Beginning with the line containing "Class label: suv wheel" and ending with the last line of the records, set down every line exactly.

GIVEN RECORDS

# # # # # # #

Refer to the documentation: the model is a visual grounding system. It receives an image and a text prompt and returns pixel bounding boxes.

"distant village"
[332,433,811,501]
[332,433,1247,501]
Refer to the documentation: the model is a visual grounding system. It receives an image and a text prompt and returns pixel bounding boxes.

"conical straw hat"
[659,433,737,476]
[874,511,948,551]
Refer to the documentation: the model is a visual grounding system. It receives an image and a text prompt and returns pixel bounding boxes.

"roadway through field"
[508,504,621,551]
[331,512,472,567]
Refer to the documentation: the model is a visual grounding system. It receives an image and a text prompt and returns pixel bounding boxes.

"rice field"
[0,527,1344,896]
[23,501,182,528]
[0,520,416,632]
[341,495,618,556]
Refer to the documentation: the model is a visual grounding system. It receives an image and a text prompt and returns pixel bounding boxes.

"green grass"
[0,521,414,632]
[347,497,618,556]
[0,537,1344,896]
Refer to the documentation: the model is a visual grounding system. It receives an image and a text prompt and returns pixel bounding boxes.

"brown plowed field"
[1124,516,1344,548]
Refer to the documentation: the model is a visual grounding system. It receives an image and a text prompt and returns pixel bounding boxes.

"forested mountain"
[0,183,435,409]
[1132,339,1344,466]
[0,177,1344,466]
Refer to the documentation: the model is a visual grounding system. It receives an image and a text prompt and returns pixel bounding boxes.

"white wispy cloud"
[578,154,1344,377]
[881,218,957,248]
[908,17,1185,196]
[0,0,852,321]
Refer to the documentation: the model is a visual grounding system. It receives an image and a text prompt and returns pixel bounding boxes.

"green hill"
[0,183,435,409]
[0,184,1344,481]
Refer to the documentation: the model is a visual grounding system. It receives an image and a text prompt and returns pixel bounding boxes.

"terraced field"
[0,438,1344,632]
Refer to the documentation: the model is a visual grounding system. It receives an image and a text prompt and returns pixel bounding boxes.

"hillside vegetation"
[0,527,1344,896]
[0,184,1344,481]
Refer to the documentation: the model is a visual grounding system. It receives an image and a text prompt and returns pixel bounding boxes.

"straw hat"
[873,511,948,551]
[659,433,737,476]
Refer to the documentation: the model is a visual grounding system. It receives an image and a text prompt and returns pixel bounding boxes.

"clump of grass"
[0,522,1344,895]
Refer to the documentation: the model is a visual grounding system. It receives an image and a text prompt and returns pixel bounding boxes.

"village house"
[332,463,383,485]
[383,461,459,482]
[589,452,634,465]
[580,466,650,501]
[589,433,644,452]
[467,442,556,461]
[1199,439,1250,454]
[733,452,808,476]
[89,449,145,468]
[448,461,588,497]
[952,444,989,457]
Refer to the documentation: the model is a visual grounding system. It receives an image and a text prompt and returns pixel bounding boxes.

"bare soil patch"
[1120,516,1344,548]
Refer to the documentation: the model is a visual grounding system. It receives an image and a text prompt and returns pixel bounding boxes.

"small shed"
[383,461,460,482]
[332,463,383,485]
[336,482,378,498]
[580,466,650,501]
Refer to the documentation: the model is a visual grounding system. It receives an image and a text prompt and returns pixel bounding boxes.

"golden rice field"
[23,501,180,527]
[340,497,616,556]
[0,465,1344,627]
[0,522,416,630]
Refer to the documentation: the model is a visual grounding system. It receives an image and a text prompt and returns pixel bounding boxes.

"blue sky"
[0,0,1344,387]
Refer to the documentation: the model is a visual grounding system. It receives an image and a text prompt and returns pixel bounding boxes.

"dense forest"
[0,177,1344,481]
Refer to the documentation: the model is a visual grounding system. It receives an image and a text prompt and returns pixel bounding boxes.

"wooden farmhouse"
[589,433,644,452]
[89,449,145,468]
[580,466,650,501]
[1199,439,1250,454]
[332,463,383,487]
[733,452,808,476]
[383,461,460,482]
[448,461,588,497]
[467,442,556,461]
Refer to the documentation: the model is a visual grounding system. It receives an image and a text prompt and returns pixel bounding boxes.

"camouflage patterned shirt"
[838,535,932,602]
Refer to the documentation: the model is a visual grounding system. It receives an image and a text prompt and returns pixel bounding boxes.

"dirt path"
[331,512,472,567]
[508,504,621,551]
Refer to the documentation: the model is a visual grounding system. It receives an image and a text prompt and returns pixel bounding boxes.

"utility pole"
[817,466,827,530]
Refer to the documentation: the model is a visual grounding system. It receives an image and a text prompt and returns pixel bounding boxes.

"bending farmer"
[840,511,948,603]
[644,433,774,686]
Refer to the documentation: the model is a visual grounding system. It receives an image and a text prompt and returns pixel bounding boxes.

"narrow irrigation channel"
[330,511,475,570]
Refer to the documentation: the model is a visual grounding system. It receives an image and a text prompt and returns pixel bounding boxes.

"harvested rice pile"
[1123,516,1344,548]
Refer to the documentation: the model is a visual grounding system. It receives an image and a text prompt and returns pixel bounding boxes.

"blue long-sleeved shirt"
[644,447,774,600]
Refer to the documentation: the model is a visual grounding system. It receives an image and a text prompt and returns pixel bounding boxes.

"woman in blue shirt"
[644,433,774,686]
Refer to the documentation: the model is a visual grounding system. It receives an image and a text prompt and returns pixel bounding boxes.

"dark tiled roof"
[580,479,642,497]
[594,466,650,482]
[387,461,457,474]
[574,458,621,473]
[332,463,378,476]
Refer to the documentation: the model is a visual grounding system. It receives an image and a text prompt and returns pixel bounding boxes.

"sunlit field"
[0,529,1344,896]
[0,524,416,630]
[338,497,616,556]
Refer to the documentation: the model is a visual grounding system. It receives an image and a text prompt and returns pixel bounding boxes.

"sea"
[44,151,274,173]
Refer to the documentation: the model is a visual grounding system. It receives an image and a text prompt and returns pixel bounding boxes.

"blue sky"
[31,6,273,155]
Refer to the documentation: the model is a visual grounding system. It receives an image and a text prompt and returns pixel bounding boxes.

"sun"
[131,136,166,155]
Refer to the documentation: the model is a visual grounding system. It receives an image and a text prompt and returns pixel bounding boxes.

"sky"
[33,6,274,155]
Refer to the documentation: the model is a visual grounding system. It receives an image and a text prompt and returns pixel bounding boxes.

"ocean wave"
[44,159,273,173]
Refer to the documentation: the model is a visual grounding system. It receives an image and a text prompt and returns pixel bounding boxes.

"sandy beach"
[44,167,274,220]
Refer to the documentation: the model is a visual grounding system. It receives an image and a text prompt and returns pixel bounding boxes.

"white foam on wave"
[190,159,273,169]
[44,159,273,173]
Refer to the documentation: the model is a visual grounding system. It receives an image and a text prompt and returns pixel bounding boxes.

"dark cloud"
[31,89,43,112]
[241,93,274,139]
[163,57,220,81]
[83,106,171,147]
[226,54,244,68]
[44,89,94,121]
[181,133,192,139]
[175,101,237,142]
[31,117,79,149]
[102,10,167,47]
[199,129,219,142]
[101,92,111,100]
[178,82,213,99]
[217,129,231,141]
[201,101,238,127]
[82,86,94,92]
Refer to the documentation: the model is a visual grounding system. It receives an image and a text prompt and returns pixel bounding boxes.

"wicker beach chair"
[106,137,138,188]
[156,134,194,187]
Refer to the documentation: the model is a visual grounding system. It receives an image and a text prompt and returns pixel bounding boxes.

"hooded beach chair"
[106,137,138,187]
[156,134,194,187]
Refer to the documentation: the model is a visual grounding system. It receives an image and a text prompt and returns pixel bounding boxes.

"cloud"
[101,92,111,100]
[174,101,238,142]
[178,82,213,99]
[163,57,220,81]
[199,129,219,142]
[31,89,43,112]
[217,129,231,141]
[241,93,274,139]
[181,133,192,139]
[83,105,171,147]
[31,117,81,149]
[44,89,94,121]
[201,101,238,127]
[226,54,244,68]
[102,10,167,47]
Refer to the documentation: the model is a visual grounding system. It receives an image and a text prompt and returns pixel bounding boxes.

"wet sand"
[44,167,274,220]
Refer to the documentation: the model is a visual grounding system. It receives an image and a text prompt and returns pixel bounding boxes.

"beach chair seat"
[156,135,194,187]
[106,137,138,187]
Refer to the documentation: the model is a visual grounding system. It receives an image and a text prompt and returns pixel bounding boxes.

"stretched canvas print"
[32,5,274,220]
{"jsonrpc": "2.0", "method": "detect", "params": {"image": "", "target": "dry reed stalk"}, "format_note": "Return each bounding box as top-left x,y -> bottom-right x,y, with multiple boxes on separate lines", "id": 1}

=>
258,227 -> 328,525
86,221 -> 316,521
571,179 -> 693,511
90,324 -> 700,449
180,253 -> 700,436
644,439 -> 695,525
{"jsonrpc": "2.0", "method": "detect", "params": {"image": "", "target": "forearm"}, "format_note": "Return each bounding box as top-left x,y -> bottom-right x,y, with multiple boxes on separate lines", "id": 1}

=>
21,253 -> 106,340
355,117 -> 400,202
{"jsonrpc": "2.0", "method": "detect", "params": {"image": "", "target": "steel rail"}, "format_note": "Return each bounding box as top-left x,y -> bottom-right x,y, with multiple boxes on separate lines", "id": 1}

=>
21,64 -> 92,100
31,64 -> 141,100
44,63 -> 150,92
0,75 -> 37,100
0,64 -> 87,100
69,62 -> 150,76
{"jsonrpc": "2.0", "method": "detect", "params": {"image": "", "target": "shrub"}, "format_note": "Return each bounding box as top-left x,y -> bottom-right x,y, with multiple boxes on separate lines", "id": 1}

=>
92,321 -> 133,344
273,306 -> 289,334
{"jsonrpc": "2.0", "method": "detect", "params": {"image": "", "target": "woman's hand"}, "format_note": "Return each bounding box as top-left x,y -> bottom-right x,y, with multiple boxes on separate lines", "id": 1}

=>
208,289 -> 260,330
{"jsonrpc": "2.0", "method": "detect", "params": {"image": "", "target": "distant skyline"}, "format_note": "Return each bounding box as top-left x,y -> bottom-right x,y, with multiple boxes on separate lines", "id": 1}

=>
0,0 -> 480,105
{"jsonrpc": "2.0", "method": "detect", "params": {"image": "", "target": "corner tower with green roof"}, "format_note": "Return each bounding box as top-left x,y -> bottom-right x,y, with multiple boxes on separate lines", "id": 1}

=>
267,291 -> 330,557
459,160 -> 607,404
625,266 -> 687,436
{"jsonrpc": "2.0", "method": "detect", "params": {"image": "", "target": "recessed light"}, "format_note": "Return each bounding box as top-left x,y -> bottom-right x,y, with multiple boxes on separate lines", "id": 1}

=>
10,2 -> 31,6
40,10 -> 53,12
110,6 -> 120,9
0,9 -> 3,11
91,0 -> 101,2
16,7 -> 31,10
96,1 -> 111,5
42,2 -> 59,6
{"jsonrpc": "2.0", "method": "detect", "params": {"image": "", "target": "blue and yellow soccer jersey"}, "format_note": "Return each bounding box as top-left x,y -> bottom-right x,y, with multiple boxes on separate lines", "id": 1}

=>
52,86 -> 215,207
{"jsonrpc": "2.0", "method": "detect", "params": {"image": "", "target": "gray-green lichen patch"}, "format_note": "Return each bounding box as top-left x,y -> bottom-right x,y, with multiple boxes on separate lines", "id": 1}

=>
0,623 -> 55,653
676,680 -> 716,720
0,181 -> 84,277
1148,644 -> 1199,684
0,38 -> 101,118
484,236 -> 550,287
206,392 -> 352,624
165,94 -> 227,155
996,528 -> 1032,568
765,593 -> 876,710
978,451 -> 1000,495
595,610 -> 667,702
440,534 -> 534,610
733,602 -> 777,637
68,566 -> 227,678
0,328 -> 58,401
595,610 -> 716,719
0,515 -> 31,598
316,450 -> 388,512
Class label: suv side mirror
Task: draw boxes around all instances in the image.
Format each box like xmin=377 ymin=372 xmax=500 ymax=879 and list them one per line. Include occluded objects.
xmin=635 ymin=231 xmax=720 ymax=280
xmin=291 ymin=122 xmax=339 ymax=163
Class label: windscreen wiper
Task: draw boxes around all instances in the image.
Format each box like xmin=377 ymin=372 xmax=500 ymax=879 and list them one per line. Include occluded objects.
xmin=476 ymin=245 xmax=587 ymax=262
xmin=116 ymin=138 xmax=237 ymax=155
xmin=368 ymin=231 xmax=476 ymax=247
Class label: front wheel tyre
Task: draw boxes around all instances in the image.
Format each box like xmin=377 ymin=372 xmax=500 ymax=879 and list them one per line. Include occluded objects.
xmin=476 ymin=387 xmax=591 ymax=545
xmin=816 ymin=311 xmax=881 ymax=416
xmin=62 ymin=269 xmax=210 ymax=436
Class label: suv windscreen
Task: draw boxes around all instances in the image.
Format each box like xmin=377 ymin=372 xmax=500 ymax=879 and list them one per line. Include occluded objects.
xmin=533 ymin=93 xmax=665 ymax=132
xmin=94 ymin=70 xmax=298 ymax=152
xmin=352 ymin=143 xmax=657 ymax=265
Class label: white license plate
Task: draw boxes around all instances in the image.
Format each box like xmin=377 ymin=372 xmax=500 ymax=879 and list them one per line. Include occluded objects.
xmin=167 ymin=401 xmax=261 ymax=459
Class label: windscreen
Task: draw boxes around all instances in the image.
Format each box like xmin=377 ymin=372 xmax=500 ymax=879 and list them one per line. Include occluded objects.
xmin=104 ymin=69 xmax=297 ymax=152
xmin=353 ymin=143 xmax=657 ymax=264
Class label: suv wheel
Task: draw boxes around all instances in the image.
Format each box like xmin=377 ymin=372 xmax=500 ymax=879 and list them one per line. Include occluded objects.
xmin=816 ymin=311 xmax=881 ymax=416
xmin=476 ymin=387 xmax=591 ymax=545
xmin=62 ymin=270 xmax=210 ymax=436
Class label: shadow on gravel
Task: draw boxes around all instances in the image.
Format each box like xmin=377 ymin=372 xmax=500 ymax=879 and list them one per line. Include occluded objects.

# # # # # # #

THE OUTPUT
Class label: suv wheel
Task: draw boxes around all instances in the image.
Format each box like xmin=377 ymin=372 xmax=500 ymax=879 and list them one per line. Include occluded objects.
xmin=816 ymin=311 xmax=881 ymax=416
xmin=476 ymin=387 xmax=591 ymax=545
xmin=62 ymin=270 xmax=210 ymax=436
Class label: shadow on gravel
Task: draw boxes around all instances in the image.
Format each box like xmin=377 ymin=372 xmax=500 ymax=879 and list them one per line. Include occluded objects.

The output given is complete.